*WHAT YOU NEED TO DO*
Would you restate, exactly as they appear, the lines from the one containing "[pin] suit lapel" through the end of the data below?

(Stored items from a collection)
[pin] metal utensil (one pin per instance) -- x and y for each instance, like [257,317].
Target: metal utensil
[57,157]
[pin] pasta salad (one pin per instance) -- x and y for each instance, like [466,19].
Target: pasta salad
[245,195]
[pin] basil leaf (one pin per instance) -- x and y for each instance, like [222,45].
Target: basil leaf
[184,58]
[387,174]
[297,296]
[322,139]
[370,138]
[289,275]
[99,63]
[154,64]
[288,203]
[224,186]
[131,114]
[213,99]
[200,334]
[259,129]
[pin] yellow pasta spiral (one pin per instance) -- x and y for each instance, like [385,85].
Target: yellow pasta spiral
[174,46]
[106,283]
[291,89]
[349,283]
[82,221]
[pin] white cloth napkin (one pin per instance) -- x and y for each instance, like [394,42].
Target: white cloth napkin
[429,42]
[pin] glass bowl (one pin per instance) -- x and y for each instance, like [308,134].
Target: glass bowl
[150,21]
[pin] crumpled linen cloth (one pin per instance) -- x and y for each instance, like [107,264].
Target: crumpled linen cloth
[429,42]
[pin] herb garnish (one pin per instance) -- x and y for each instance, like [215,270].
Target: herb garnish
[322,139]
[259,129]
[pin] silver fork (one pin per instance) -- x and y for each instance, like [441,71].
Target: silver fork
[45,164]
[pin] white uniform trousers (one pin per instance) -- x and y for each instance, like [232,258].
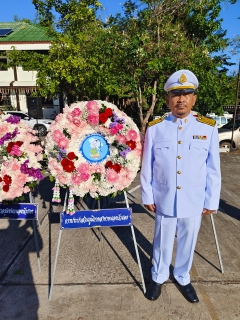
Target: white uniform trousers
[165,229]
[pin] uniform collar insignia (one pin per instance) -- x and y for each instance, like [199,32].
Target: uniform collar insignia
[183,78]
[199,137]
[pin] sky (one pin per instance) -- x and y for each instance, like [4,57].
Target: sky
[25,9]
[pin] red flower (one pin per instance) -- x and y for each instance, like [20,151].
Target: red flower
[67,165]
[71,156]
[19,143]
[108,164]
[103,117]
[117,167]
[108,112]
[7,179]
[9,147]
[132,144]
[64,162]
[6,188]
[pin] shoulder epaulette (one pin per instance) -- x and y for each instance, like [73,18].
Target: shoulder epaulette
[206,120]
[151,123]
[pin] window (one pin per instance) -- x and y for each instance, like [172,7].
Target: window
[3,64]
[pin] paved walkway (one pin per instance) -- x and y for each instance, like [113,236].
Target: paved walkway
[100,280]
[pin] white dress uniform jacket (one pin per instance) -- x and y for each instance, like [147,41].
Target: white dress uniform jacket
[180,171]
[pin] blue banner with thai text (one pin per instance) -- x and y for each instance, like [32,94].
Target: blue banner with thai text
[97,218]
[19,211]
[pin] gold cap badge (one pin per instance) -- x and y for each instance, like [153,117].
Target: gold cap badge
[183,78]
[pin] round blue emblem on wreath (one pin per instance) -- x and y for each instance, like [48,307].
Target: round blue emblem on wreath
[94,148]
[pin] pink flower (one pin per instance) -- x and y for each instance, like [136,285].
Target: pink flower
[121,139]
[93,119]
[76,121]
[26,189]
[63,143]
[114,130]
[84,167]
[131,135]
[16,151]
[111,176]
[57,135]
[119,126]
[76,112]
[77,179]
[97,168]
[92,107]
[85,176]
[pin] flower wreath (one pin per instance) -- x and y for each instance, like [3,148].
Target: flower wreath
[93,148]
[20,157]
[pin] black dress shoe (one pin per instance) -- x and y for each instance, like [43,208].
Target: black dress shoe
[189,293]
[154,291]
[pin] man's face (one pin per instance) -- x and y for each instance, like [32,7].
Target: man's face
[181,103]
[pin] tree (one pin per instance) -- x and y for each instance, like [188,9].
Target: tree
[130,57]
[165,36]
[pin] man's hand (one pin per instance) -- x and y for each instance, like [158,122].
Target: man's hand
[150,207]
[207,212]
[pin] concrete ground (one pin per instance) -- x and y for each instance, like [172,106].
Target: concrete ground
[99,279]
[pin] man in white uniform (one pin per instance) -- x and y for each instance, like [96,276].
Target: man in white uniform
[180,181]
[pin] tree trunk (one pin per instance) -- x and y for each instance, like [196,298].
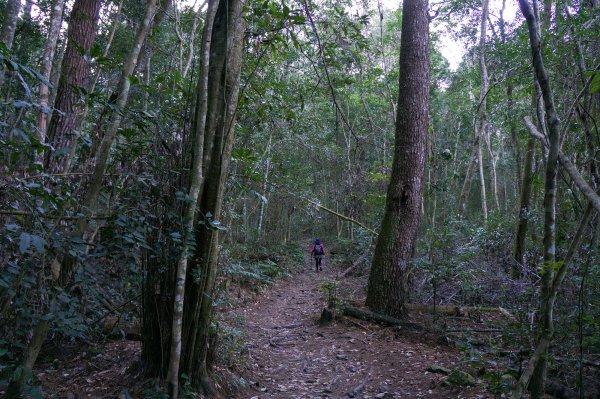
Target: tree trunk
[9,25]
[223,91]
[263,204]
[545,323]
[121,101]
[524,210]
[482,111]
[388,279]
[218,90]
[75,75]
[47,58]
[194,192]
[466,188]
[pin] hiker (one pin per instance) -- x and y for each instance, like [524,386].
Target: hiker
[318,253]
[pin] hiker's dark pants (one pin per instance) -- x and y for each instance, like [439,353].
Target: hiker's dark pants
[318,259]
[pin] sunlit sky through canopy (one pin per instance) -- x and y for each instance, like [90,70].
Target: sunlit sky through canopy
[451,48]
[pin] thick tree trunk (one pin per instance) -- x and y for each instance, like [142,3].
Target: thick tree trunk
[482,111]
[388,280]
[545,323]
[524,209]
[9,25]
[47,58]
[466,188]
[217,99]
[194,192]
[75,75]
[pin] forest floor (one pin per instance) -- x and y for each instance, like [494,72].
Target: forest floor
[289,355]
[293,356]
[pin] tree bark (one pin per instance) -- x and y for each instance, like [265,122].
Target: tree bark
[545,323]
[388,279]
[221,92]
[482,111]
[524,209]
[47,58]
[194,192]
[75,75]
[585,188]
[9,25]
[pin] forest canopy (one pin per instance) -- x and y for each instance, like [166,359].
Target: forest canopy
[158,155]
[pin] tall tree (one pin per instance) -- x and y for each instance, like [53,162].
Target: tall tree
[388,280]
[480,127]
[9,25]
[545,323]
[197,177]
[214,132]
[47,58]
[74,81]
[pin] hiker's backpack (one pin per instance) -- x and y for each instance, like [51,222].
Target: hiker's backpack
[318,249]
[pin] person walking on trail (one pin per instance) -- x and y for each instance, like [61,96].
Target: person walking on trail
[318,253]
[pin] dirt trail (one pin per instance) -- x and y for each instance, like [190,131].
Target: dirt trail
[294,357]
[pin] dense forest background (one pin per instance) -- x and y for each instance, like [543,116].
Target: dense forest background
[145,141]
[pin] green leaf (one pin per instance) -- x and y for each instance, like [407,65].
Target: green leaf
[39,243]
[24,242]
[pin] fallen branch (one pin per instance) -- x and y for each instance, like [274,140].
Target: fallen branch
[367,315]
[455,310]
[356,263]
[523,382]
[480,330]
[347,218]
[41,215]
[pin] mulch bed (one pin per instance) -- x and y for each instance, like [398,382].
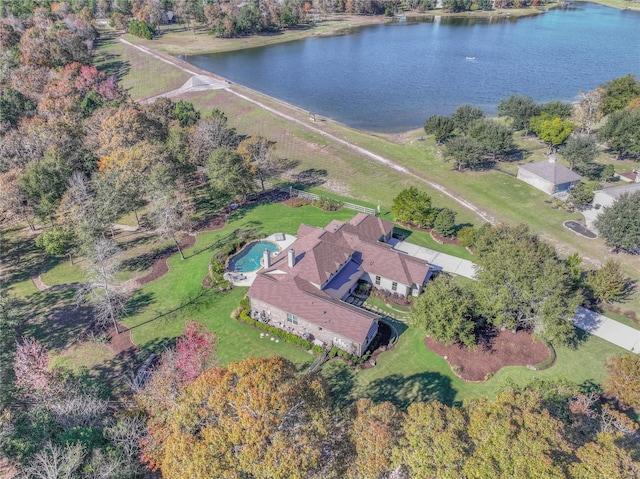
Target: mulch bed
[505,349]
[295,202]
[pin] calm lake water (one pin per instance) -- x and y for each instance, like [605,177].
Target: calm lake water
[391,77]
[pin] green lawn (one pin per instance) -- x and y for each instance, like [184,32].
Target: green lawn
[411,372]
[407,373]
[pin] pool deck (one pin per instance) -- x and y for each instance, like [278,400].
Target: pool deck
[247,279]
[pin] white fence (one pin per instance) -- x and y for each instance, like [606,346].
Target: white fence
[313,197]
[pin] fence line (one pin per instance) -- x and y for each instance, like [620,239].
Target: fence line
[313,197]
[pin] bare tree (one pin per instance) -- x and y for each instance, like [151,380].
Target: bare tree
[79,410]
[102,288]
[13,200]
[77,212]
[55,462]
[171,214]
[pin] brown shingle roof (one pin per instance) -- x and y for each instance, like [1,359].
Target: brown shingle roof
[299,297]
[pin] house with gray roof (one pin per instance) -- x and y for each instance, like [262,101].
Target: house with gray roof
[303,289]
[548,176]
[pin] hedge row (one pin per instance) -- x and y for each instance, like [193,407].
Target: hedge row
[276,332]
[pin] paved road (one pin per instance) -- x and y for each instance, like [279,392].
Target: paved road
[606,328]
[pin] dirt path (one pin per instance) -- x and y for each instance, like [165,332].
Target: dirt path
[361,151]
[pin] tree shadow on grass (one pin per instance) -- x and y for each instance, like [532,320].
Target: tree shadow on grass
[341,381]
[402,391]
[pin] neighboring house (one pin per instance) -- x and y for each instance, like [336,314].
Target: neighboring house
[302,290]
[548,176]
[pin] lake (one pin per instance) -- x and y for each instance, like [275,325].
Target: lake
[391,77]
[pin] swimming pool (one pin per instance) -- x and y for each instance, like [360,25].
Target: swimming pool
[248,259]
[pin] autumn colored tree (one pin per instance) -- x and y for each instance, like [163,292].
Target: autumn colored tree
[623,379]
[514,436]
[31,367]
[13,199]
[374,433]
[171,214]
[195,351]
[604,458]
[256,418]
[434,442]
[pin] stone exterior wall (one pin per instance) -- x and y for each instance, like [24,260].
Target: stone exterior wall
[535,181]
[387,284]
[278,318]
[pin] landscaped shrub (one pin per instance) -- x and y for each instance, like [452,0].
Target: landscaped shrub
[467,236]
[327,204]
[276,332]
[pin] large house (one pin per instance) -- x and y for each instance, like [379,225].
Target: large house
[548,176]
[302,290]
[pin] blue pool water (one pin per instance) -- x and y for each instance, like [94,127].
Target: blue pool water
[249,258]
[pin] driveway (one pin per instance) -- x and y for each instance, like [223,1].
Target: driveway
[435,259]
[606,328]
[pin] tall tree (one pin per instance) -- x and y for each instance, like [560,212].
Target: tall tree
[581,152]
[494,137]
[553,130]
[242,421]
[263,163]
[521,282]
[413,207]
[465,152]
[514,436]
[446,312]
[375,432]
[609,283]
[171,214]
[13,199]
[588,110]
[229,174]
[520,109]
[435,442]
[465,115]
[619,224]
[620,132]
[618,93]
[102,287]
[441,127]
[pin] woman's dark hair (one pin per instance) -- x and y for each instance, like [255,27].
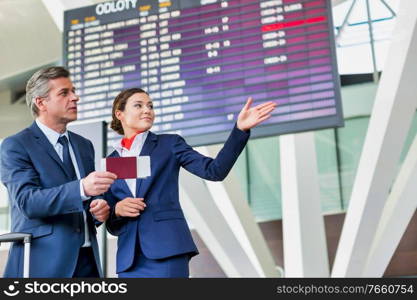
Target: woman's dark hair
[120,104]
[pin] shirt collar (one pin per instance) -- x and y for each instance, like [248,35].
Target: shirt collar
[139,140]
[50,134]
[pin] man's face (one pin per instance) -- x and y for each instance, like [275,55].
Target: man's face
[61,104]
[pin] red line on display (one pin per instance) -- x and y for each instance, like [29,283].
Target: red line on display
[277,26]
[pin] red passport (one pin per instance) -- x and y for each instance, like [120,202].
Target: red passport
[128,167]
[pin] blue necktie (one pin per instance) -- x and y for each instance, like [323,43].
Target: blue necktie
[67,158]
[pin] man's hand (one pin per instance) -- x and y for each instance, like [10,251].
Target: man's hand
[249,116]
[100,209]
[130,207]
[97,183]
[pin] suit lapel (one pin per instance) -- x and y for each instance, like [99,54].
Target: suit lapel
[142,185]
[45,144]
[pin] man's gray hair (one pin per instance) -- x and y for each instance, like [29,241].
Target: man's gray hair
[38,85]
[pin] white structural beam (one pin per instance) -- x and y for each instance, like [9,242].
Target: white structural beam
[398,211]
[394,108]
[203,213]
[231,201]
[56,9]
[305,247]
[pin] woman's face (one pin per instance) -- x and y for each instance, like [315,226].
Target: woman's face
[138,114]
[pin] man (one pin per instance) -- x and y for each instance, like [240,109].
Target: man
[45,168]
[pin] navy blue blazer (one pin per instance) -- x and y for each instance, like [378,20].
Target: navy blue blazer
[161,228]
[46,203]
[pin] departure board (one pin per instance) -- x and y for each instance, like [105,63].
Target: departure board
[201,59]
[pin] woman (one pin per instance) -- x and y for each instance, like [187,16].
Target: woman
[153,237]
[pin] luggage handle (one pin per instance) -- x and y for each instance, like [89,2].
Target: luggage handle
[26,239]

*ANSWER BELOW*
[pin] suit lapel (one pin per instance) -- x and y for each instance, like [99,54].
Target: suit lapel
[142,185]
[45,144]
[pin] man's gray hair (one pin per instance) -- x and y for each instance, like [29,241].
Target: man's gray hair
[38,85]
[pin] white structural beam (one pin per instance) -- x and y for each instance, like [9,242].
Target: white structural beam
[398,211]
[394,108]
[203,213]
[231,201]
[56,9]
[305,247]
[pin] woman's face (one pin per instance) -- x and y for each instance, like [315,226].
Target: woman's face
[138,114]
[pin] man (one pin per instance) -- x and y for each instance, like [240,109].
Target: man
[45,168]
[pin] navy blue blazer (one pin per instance) -- x and y for each instance, like [378,20].
Target: navy blue blazer
[161,228]
[46,203]
[pin] departure board (one pin per instance) -- x and y for each instance, like [105,63].
Target: departure board
[201,59]
[pin] woman (one pin per instance) -- x and y for each instance, like [187,16].
Target: woman
[153,237]
[pin] luggage handle (one pin per instance) -- x and y for each instance, like [89,2].
Target: luggage handle
[26,239]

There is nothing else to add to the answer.